• Task goal
Please rewrite the lines from the line with "Task: the prompts" up to and including the line with "positive clicks: (151, 185)", replacing "positive clicks" with "foreground clicks" and leaving everything else unchanged.

[Segmentation mask data]
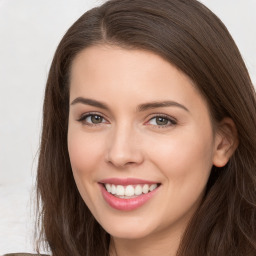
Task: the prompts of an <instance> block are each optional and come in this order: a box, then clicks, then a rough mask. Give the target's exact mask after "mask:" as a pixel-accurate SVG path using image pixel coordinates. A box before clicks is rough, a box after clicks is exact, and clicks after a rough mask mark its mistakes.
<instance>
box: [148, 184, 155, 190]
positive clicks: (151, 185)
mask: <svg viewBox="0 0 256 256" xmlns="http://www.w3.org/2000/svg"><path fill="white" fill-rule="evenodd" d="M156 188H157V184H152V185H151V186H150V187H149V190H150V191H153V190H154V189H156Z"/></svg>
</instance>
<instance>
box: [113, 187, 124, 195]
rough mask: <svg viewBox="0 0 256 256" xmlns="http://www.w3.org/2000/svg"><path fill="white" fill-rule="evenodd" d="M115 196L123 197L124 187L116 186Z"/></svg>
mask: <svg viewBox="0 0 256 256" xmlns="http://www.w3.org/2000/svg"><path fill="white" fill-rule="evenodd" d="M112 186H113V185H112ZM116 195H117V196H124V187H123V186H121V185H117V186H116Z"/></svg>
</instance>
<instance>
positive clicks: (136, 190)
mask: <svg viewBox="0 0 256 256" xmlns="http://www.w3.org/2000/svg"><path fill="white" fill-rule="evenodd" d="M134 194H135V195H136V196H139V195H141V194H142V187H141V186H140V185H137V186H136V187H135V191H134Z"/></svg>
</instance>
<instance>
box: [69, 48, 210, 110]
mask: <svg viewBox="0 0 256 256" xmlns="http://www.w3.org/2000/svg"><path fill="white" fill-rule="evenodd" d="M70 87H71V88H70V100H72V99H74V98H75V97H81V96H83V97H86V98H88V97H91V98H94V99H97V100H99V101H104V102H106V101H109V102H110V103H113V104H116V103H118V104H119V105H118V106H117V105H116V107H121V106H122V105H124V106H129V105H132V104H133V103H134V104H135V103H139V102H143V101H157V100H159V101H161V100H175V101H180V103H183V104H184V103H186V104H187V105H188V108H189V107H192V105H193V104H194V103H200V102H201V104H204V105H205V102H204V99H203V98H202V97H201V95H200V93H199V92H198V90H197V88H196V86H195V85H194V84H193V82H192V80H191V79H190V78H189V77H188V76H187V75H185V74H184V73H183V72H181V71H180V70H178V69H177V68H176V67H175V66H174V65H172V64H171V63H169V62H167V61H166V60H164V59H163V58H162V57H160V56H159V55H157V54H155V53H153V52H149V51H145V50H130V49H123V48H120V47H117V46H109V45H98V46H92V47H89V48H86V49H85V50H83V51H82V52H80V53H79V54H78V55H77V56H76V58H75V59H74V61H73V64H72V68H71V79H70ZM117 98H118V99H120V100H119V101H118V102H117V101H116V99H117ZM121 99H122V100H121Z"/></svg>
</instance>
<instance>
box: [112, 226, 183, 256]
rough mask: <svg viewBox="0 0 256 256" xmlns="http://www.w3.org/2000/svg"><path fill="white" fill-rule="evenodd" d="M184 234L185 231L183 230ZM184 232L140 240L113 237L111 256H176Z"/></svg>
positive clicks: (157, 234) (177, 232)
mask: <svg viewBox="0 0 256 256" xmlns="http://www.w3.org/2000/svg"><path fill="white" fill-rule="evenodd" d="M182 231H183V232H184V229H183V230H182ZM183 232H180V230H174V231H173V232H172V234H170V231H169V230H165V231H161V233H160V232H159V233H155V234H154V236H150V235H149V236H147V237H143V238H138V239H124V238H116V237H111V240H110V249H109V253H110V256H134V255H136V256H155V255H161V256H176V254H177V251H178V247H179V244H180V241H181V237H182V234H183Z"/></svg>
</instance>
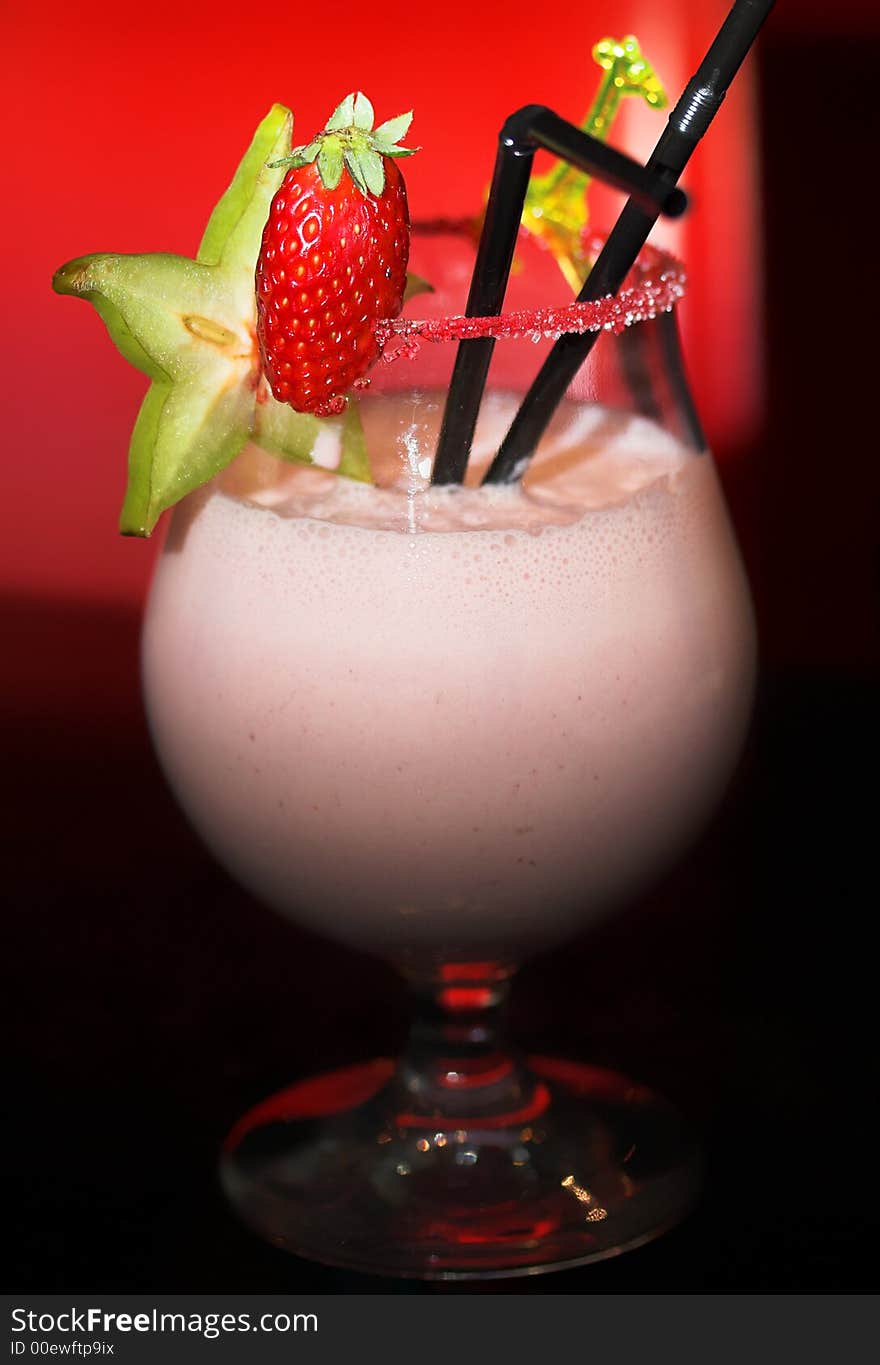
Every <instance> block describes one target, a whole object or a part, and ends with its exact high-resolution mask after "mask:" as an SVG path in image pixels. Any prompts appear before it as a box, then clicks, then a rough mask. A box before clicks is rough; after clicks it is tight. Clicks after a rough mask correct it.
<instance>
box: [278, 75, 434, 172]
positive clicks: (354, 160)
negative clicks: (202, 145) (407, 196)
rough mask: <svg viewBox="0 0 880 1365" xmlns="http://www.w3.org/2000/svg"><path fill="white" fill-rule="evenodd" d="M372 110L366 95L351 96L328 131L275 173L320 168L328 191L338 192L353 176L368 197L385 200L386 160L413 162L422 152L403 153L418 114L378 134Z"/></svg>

...

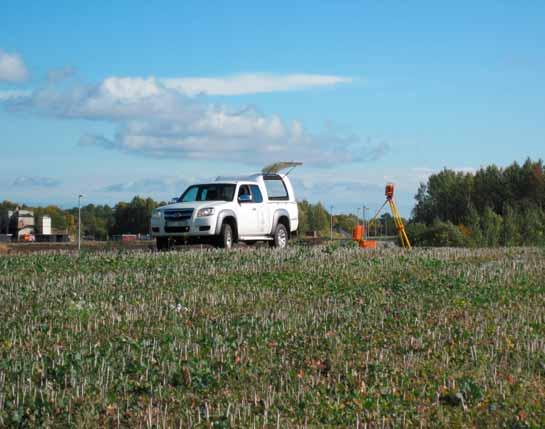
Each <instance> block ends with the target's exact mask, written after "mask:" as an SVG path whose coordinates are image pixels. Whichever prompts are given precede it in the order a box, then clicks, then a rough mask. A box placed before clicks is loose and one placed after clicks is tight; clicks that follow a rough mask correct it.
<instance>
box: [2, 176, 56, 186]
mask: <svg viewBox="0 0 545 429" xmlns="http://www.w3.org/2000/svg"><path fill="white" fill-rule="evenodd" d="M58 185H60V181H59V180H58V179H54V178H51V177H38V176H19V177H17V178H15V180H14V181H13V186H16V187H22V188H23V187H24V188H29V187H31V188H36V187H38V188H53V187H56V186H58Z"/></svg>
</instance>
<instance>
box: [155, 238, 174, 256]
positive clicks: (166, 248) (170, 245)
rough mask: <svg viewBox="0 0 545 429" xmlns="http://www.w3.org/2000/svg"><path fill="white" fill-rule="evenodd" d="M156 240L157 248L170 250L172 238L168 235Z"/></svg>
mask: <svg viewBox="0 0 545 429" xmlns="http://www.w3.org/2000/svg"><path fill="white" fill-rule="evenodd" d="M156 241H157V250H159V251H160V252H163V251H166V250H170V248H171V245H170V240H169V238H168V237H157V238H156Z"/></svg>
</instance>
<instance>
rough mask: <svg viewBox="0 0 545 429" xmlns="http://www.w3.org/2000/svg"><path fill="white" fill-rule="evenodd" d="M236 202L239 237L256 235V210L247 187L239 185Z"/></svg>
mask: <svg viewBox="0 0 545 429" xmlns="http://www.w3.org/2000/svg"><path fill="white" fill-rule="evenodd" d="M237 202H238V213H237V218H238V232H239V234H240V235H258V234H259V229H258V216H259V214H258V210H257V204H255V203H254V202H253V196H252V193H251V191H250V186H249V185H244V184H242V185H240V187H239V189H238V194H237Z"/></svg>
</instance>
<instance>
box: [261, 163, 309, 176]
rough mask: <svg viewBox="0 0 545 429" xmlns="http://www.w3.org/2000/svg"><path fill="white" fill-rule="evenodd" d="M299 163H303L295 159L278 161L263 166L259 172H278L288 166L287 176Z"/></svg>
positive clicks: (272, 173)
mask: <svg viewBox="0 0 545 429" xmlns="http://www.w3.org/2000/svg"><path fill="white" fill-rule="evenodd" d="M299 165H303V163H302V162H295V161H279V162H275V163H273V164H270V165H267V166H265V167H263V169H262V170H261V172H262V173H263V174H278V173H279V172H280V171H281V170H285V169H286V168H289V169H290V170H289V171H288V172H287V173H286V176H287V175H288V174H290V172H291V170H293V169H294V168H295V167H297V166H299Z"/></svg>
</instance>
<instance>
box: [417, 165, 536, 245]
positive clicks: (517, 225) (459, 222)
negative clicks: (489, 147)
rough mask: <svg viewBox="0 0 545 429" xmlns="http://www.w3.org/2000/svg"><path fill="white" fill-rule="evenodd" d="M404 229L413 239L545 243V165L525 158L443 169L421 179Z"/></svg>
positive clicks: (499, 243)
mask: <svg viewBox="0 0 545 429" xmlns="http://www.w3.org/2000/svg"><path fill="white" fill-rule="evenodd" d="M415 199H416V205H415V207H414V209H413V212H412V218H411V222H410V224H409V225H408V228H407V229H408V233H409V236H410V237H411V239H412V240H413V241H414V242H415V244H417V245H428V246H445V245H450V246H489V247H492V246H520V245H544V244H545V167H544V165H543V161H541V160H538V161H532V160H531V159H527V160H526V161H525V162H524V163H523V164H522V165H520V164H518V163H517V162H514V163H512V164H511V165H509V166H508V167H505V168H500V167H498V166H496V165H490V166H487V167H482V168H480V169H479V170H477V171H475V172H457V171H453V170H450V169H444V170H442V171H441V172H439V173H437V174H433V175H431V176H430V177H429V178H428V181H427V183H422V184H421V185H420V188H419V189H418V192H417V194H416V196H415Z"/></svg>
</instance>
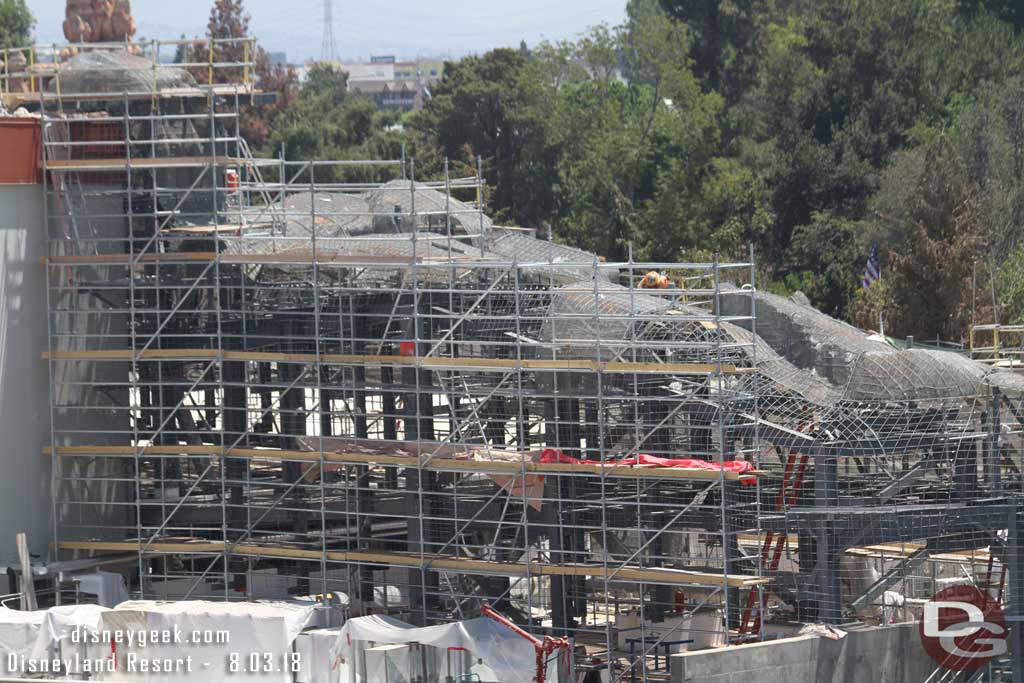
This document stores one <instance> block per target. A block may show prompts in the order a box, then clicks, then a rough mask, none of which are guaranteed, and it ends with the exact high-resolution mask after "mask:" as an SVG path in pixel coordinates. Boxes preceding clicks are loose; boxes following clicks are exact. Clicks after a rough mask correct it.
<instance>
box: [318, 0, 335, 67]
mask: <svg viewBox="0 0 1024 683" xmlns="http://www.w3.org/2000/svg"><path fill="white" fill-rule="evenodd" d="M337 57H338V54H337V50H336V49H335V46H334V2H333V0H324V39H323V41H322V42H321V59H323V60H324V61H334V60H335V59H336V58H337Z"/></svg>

• Written response
Task: the prompts of an <instance> block are each optional and come in this order: a box, then clicks, then a rough mask. Give the target's exact mask after "mask:" as a pixel-accurate SVG path using image pixel coordinates. A box before clicks is rough, a box after clicks is exact, and clicks after a rough mask mark its mistakes.
<instance>
box: [148, 184, 155, 190]
foreground clicks: (151, 185)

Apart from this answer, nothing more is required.